Katmai National Park is known for it's large population of Brown Bears. Well known bear viewing areas in the park include McNeil River Sanctuary and Brooks Falls. Katmai's remote coastline offers great bear and wildlife viewing opportunities. These areas require transport via boat or bushplane and a guide who is familiar with the area and Brown Bear habits.

Interaction with bears in this remote area is much different than encountering a bear in the lower 48 states. In the lower 48 states human-bear interaction typically occurs as a result of human food. Garbage dumps, home refuse, and vendor dumpsters attract hungry bears which in turn start the bears on their way to death via the three strike rule. Katmai National Park's abundant food supply keeps most bears from aggressively pursuing human food. However, any dropped food item such as a candy bar, sandwich, or potato chips can surely change a bear's food habits from a natural process to one that pursues human food at all costs. You will find most Wilderness Guides in Bear Viewing Operations to be very meticulous about checking the area a group has been gathered around before leaving to prevent bears from picking up bad habits.

◇ ◇ ◇

Carry on the passage about bear viewing in Katmai National Park, picking up after its final sentence.

Referring expression records:
◇ ◇ ◇

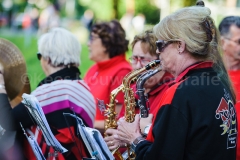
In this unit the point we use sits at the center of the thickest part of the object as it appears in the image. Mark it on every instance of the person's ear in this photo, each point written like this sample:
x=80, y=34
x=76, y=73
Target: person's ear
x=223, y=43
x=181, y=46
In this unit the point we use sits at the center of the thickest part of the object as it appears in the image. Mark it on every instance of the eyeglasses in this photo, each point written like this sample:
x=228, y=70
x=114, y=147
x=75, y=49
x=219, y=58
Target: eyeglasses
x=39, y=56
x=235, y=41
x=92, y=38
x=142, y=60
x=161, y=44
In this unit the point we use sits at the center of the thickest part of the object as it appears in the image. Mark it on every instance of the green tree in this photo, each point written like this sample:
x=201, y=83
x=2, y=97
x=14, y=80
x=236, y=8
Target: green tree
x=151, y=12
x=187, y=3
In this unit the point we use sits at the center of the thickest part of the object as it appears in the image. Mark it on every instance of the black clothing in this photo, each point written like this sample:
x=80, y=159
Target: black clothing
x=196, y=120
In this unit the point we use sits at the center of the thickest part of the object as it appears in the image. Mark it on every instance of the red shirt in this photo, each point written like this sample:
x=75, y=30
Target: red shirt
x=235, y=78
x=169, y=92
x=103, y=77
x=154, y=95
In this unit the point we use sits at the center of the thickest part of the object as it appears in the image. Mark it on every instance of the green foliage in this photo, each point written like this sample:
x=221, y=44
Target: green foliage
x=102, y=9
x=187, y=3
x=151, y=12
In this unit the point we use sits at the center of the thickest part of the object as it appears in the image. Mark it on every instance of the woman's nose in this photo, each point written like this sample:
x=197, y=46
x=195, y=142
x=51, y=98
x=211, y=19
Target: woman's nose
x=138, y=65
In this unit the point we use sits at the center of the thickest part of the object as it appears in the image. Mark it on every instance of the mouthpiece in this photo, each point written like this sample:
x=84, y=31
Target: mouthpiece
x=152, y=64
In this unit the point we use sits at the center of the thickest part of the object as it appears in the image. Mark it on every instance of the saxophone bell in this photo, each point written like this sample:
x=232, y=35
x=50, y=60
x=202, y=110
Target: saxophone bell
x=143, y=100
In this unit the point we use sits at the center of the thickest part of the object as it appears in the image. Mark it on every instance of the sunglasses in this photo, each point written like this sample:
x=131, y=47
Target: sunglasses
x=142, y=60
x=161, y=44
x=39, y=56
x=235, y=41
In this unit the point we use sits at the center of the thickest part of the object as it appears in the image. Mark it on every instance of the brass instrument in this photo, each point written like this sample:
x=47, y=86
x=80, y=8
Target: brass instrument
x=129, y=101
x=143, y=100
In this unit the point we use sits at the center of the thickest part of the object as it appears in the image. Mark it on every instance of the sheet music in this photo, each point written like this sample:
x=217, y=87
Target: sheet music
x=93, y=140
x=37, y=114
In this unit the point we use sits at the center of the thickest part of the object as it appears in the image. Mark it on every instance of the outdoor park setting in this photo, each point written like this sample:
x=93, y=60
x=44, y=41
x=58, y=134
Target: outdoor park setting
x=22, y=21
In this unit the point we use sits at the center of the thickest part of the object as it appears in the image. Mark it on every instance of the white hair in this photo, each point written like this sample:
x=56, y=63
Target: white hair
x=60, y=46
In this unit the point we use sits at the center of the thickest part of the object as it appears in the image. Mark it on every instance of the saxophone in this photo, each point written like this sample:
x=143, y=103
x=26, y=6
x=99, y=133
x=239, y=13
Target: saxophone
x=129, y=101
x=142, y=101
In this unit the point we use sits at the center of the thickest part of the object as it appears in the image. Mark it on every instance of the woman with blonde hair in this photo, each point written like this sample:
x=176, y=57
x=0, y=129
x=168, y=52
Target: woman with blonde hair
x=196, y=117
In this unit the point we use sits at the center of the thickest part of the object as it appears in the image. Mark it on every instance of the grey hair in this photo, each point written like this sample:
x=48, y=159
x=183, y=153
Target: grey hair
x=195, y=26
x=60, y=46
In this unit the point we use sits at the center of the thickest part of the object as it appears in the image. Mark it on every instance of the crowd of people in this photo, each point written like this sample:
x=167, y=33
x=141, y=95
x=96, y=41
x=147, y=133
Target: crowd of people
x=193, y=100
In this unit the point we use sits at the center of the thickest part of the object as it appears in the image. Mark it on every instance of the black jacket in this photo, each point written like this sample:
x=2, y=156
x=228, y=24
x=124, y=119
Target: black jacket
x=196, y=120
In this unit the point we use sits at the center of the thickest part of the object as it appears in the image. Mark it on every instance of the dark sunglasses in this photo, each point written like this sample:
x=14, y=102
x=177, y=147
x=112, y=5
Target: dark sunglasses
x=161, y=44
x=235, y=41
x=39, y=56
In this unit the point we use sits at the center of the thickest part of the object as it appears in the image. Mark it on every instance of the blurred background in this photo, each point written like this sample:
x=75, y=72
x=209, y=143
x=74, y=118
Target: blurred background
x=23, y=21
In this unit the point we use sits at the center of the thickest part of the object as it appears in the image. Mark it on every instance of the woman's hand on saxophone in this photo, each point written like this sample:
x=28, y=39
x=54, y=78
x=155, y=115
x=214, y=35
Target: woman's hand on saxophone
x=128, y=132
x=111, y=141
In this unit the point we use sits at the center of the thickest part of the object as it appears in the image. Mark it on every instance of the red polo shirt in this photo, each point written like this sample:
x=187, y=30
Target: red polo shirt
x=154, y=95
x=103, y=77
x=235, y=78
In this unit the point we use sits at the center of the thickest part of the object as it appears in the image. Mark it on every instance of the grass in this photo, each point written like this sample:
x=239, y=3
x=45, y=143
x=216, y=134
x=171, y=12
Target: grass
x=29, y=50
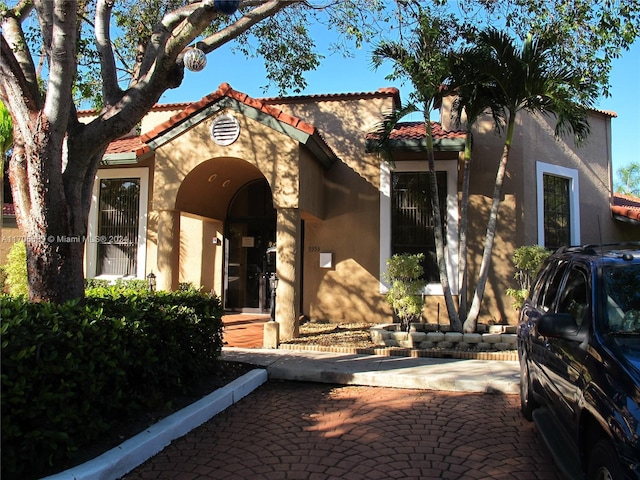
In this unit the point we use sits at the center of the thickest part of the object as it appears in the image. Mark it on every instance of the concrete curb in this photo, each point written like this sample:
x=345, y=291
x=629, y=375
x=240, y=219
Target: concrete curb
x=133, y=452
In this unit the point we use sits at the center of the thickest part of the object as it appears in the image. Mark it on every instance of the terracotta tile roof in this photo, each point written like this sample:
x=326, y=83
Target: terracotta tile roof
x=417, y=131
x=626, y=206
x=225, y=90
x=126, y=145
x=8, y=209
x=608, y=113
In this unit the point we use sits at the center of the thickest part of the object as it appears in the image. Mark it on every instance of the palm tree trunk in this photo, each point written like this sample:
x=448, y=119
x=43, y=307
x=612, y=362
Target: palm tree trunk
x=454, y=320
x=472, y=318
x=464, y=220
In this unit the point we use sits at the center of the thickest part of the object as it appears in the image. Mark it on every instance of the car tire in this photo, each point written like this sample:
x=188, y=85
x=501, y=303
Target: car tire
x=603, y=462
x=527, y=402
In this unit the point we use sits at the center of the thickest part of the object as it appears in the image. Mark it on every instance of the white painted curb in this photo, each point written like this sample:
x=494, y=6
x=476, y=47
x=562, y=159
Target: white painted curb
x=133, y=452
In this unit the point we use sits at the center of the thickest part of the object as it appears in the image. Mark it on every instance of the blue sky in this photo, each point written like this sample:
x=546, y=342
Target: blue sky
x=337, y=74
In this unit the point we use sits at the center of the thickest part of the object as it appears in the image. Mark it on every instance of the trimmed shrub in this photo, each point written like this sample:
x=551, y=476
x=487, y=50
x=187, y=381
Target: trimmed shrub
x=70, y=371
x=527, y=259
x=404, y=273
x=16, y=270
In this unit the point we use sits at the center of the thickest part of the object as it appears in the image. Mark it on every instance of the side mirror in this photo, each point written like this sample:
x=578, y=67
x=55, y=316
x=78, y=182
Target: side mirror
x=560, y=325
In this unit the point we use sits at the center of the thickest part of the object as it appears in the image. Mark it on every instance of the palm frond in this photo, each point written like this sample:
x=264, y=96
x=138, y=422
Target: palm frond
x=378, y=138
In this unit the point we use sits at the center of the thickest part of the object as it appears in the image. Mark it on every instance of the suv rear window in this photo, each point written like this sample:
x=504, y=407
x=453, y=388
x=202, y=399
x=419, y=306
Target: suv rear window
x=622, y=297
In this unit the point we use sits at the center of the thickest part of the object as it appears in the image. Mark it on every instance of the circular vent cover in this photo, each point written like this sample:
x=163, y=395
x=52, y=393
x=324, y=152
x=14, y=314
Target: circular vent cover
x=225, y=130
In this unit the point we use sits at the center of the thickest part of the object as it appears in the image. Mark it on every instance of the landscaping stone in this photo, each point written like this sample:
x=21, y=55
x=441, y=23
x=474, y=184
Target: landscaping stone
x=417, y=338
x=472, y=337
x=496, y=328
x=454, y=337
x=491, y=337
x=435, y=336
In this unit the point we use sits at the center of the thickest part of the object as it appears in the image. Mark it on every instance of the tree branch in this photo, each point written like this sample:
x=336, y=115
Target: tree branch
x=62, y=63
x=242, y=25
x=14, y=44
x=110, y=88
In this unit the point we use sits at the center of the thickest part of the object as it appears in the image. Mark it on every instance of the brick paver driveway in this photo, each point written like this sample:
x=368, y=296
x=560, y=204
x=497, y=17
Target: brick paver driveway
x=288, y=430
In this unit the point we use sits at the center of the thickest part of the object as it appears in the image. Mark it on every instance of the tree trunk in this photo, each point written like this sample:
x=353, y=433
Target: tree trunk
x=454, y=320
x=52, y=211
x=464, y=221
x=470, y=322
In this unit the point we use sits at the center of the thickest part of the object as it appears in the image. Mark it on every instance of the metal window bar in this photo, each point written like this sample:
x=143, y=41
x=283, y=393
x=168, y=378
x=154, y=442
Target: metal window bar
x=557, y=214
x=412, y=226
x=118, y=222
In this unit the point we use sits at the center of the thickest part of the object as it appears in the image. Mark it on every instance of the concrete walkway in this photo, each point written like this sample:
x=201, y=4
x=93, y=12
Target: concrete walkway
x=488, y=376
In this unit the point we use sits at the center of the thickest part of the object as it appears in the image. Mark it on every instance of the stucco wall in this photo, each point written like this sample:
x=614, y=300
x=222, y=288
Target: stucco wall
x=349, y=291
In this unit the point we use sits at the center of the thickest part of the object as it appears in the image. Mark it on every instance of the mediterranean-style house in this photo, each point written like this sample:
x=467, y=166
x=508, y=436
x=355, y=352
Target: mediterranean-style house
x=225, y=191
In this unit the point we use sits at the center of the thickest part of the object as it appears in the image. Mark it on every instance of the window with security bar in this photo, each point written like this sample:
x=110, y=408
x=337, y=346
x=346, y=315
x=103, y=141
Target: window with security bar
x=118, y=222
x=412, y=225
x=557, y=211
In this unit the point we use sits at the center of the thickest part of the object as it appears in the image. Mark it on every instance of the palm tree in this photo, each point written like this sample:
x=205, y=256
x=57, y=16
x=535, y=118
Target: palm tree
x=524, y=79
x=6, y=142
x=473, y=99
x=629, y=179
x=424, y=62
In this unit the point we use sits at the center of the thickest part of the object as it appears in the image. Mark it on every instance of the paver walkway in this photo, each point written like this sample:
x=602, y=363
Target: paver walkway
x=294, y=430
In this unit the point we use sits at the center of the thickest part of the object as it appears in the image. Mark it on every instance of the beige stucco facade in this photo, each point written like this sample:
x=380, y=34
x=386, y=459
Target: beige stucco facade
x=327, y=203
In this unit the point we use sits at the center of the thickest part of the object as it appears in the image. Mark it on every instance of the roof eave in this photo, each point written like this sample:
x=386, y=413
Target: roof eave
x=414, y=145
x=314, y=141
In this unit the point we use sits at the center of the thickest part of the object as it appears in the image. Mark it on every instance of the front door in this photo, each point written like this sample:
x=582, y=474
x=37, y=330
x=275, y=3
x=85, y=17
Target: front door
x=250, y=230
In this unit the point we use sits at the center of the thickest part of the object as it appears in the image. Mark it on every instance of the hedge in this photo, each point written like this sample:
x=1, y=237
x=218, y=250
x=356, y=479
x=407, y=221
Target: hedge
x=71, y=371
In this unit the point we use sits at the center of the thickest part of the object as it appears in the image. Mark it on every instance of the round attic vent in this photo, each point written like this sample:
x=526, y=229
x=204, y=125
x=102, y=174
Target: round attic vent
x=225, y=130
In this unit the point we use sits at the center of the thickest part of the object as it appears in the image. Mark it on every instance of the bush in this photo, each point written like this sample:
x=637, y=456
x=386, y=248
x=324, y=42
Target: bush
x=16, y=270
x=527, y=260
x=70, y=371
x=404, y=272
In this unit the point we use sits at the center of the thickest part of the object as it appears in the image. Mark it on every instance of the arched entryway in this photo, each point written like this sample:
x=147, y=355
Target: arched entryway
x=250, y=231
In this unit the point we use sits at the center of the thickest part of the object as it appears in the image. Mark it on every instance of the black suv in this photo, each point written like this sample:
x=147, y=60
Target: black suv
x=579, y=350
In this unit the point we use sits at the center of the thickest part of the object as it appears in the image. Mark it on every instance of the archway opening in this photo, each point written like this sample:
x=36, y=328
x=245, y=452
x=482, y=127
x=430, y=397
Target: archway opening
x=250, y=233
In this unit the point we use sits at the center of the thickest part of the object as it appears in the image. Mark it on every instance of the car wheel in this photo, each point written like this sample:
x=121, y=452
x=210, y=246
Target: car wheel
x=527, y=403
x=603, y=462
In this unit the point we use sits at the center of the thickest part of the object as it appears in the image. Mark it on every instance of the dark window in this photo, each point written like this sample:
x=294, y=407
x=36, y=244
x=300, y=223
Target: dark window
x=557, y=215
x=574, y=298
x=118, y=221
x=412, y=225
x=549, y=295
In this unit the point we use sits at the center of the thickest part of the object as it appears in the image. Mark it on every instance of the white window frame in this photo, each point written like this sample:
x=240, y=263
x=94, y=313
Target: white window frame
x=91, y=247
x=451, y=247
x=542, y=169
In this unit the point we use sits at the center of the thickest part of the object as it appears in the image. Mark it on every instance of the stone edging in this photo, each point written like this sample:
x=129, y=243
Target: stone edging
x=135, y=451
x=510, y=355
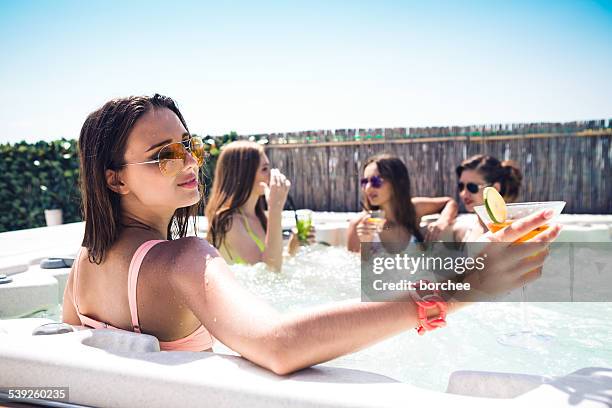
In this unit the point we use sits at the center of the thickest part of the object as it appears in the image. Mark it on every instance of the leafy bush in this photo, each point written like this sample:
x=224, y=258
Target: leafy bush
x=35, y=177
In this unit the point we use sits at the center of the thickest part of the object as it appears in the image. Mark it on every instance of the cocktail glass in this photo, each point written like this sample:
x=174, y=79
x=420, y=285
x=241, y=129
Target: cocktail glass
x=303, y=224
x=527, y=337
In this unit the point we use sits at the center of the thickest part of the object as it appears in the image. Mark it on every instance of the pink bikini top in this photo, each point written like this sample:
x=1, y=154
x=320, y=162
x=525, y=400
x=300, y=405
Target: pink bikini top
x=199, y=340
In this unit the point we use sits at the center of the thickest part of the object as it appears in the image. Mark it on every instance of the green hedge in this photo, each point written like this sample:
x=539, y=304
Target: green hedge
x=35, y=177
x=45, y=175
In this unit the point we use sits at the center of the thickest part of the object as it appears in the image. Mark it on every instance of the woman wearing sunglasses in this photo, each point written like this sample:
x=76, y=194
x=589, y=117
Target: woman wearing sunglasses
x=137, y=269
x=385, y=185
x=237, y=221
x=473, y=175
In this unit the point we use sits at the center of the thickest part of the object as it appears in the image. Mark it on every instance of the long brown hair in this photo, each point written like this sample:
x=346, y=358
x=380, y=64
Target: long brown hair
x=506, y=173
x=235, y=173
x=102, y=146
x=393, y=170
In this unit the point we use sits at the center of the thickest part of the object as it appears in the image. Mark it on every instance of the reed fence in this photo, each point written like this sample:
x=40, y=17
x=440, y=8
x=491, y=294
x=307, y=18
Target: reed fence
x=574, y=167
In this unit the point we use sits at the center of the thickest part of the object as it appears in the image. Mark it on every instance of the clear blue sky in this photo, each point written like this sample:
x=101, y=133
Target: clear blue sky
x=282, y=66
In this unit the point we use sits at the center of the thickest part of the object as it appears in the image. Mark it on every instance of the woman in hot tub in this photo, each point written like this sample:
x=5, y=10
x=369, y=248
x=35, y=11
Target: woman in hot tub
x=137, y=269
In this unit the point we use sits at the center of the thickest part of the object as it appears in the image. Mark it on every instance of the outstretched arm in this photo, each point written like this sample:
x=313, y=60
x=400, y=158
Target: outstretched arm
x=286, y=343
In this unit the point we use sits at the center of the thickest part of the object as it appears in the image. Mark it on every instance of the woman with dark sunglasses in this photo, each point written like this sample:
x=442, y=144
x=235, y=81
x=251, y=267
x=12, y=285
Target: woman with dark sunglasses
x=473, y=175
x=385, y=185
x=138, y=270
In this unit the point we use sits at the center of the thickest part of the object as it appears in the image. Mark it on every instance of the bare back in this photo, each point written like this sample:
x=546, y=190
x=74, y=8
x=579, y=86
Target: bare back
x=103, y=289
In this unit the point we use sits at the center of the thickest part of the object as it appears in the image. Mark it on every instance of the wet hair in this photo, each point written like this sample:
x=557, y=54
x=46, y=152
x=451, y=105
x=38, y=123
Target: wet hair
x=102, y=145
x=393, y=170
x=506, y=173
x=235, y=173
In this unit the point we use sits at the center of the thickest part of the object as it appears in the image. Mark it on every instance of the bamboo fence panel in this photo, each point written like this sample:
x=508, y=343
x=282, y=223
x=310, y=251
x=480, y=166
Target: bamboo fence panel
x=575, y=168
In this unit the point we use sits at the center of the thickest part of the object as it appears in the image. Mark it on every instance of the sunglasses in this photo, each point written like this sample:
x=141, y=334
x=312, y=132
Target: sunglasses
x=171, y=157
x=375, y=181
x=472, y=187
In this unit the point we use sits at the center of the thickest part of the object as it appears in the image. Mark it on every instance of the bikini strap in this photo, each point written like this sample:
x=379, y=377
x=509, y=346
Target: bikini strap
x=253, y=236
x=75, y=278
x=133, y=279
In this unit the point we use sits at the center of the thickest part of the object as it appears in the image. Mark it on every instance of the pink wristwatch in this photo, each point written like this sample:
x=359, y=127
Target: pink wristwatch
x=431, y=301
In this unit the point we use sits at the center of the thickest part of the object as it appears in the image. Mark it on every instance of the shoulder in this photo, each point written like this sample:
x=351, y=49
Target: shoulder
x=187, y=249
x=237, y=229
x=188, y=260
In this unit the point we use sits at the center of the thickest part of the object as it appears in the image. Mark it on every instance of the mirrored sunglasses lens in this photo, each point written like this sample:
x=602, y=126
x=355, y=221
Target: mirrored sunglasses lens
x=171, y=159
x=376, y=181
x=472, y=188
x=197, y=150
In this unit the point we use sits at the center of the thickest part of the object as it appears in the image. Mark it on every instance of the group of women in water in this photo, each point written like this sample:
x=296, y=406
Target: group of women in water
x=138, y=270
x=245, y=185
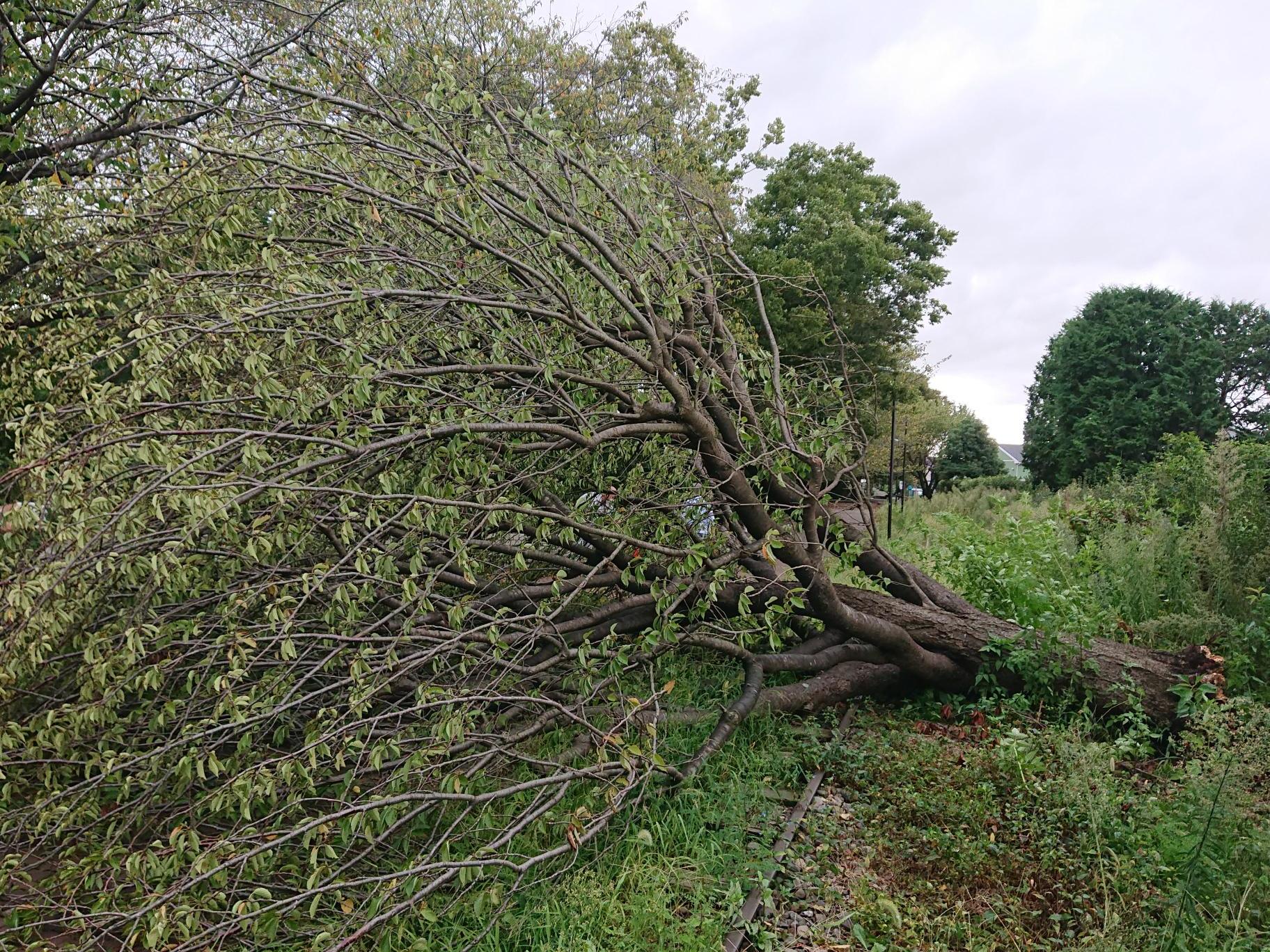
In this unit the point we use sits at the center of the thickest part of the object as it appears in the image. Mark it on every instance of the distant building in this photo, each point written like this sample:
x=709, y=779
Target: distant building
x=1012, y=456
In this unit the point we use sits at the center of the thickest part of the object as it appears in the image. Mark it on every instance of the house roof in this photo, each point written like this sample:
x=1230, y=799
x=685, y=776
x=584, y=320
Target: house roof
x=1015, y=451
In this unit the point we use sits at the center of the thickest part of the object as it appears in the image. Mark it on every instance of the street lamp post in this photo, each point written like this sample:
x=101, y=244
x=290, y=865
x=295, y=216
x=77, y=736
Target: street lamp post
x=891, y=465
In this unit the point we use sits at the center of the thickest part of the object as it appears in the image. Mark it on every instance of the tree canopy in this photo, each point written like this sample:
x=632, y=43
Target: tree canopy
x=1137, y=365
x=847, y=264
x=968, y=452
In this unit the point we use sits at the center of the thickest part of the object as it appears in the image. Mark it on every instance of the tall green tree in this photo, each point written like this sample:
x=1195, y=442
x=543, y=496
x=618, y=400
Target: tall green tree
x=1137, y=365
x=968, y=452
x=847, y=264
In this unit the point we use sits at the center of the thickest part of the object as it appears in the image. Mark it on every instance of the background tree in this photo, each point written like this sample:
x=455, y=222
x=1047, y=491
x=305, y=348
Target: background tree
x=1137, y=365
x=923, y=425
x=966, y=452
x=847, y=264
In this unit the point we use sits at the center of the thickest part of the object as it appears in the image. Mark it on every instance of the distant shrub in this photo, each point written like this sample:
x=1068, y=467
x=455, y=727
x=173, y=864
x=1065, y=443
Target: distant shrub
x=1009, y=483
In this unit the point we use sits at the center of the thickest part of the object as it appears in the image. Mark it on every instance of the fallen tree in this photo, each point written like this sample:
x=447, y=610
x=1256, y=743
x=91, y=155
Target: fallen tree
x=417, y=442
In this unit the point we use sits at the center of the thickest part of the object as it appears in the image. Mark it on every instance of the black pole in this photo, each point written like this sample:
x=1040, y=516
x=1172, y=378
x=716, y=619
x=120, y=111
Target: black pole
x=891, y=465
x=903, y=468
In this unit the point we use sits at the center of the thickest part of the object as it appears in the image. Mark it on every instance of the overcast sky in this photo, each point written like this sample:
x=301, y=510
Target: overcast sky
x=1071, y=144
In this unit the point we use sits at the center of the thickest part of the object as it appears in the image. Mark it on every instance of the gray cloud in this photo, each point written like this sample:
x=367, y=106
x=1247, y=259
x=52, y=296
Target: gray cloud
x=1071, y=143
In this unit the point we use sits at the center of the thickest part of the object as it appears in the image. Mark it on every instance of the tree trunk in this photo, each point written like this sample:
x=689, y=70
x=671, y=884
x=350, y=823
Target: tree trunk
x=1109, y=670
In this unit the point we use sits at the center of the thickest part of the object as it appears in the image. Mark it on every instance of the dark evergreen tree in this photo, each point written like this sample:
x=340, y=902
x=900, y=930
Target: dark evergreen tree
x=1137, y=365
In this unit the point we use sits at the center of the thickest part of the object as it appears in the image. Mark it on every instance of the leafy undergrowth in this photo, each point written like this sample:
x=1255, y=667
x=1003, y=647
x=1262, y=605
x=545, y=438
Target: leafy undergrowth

◇ ◇ ◇

Result below:
Typical coastal bear viewing activities evolve around the food seasons. In the early summer sedge grass is flourishing and very nutritious. The bears will supplement the sedge grass with clams where available. At low tide ome can often observe a bear's clamming technique. However, these bears are just buying time while patiently (or not.) waiting for the first seasonal run of salmon. The anticipation of a bear waiting by a stream sniffing the air for that first salmon of the season provides an insight to how much these bears rely on this food. As the summer season draws to a close the bears shift to berries and salmon as a primary food source attempting to put on precious pounds for their winter hibernation. The Brown Bears of Katmai are incredible animals to observe in a wild remote area.

It is in awe that I have been able to observe nursing cubs, fox playing with bears, males play-fighting, and sows fiercely protecting their cubs. Katmai has shown me that the Brown Bear is a powerful symbol of wilderness and freedom. There are not many places in the United States that we humans have not forced the Brown Bear to extinction. We need to preserve the great Brown Bear and it's habitat for future generations. I hope you enjoy my shared learnings and experiences through these articles and pictures.